Поставленная задача A:
Перепишите дословно часть фрагмента о статистике пьянства: от слов «С ростом водочных» до слов «чем с пьянством.» включительно.
Поставленная задача B:
Перескажите короче абзац фрагмента о статистике пьянства, который начинается словами «Статистика пьянства когда-то публиковалась», сохранив его основные факты.

Фрагмент документа:

Статистика пьянства когда-то публиковалась. Давненько, правда – в 1927 году, когда система табу, при Ленине решительно непредставимая, еще не расцвела. Могу привести цифры продажи водки (тридцатиградусной, крепче тогда не выпускали). В 1925 хозяйственном году, который исчислялся с 1-го октября по 30-е сентября – 0,6 бутылки на душу населения. В следующем году – 2,9 бутылки на душу, еще год спустя – 4,3… Темпы совсем неплохие… Если покопаться в специальных изданиях и сопоставить разные косвенные показатели, ибо прямые, увы – табу, то цифра потребления водки на душу населения в 1966-м году окажется уже много выше: двадцать две пол-литровых бутылки сорокаградусной (а не тридцатиградусной, как в двадцатых годах) водки в год.[44] Лицемерную версию, будто рост потребления алкоголя отражает рост благосостояния, начисто опровергают успехи царской «монопольки»: спаивать народ было выгодно. В некоторой, весьма незначительной степени, рост благосостояния влияет на рост потребления алкоголя, но основная причина пьянства на Руси – не экономическое улучшение, а социальное ухудшение. Это знают все – но про себя. А вслух высказывают всякие благочестивые мыслишки.
С ростом водочных успехов растет и общественное зло, которое в конце концов полностью выходит из-под контроля, превращаясь в снежный ком новых, непредвиденных общественных явлений, бороться с которыми еще труднее, чем с пьянством.

Выдержки из набора данных для детекции:
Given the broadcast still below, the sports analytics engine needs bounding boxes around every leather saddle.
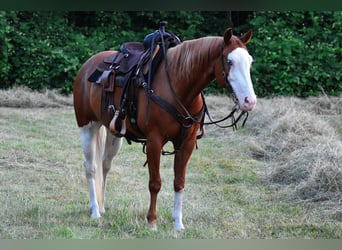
[88,25,180,140]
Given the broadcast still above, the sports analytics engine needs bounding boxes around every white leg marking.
[81,123,101,219]
[173,190,185,231]
[88,179,101,219]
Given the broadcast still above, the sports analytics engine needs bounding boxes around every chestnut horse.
[74,28,256,230]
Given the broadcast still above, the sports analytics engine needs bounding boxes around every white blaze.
[227,48,256,110]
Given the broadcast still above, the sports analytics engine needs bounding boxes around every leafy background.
[0,11,342,97]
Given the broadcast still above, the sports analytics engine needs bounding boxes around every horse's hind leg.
[81,122,103,218]
[100,129,122,213]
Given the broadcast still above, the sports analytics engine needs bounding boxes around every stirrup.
[109,110,126,137]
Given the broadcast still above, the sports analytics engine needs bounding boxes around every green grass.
[0,107,342,239]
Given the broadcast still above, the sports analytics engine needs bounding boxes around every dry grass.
[240,96,342,217]
[0,86,73,108]
[0,88,342,239]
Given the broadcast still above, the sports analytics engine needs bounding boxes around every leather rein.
[150,37,248,134]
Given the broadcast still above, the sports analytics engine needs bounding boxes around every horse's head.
[215,28,256,111]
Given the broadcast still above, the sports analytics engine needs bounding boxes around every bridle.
[202,41,248,130]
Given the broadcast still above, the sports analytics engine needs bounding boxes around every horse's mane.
[167,36,222,81]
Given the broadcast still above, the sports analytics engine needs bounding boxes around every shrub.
[249,12,342,97]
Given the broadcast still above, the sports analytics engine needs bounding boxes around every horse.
[73,28,256,231]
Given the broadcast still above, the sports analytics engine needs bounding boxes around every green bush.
[0,11,342,97]
[249,12,342,97]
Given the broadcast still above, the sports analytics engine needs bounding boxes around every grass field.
[0,89,342,239]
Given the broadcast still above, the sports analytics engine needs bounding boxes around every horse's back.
[74,50,116,127]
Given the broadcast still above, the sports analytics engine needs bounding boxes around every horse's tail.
[95,126,107,210]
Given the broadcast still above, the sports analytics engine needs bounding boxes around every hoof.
[148,221,157,231]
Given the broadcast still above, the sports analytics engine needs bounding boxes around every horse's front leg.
[172,135,196,231]
[146,136,162,230]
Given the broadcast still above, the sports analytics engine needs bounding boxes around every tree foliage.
[0,11,342,96]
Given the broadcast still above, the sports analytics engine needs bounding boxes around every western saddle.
[88,21,181,143]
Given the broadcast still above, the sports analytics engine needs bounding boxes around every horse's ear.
[240,30,253,44]
[223,28,233,44]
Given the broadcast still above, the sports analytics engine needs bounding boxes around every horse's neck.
[168,37,222,102]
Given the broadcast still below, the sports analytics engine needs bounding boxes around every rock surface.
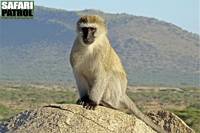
[0,104,194,133]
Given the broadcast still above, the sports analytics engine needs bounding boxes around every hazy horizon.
[35,0,200,35]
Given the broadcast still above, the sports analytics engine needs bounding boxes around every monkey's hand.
[76,95,97,110]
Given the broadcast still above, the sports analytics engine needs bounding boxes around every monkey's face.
[80,27,97,45]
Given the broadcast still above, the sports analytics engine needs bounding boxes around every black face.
[81,27,96,44]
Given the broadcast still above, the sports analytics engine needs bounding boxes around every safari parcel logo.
[1,0,34,19]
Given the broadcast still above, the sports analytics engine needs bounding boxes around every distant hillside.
[0,7,200,86]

Полный ответ A:
С ростом водочных успехов растет и общественное зло, которое в конце концов полностью выходит из-под контроля, превращаясь в снежный ком новых, непредвиденных общественных явлений, бороться с которыми еще труднее, чем с пьянством.

Полный ответ B:
Статистику пьянства публиковали ещё в 1927 году. Продажа тридцатиградусной водки на душу населения составила 0,6 бутылки в 1925 хозяйственном году (с 1 октября по 30 сентября), 2,9 бутылки в следующем году и 4,3 ещё через год. По косвенным показателям в 1966 году потребление достигло двадцати двух пол-литровых бутылок сорокаградусной водки на душу в год. Версию, будто рост потребления алкоголя отражает рост благосостояния, опровергают успехи царской «монопольки»: спаивать народ было выгодно. Благосостояние влияет на потребление лишь незначительно, а главная причина пьянства на Руси — социальное ухудшение. Это знают все, но вслух не говорят.